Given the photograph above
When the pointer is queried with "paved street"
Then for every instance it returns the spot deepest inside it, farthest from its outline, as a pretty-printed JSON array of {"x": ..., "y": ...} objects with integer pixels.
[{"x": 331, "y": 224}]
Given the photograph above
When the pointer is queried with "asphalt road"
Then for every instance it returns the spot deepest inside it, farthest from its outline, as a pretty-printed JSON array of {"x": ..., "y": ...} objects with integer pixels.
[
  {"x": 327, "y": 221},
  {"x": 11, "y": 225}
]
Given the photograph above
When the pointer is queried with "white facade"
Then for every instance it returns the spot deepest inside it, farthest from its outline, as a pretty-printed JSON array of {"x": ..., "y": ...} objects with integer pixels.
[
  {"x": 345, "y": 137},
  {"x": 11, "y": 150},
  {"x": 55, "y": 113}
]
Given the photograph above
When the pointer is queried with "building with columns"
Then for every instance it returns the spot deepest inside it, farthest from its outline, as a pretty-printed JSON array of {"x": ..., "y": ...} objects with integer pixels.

_What the exercise asks_. Print again each line of the listing above, exactly as it appears.

_The result_.
Given the photograph above
When the pointer is queried with "paved street"
Then for every instance it returns the spot deepest inside it, farthest from its outline, as a pretty-printed JSON array of {"x": ..., "y": ...} objects with integer pixels.
[{"x": 331, "y": 224}]
Given the photograph above
When the pointer is queried with "asphalt road"
Then for every instance it returns the spot deepest inside it, farthest from its outline, as a pretty-printed JSON array of {"x": ..., "y": ...} objects with integer pixels.
[
  {"x": 327, "y": 221},
  {"x": 11, "y": 225}
]
Given the photograph above
When the pointer is queried with "white facade"
Then for every instance it returns the spot deepest inside it, farthest from its outline, as a pretty-printed JSON array of {"x": ..., "y": ...} objects with integer pixels.
[
  {"x": 345, "y": 137},
  {"x": 11, "y": 150},
  {"x": 55, "y": 113}
]
Given the photograph above
When the pointer is queried with "building with columns"
Then for every instance it returns the spot deepest inside it, farthest from its outline, as a pretty-printed JSON array of {"x": ..., "y": ...} objects with integer pixels.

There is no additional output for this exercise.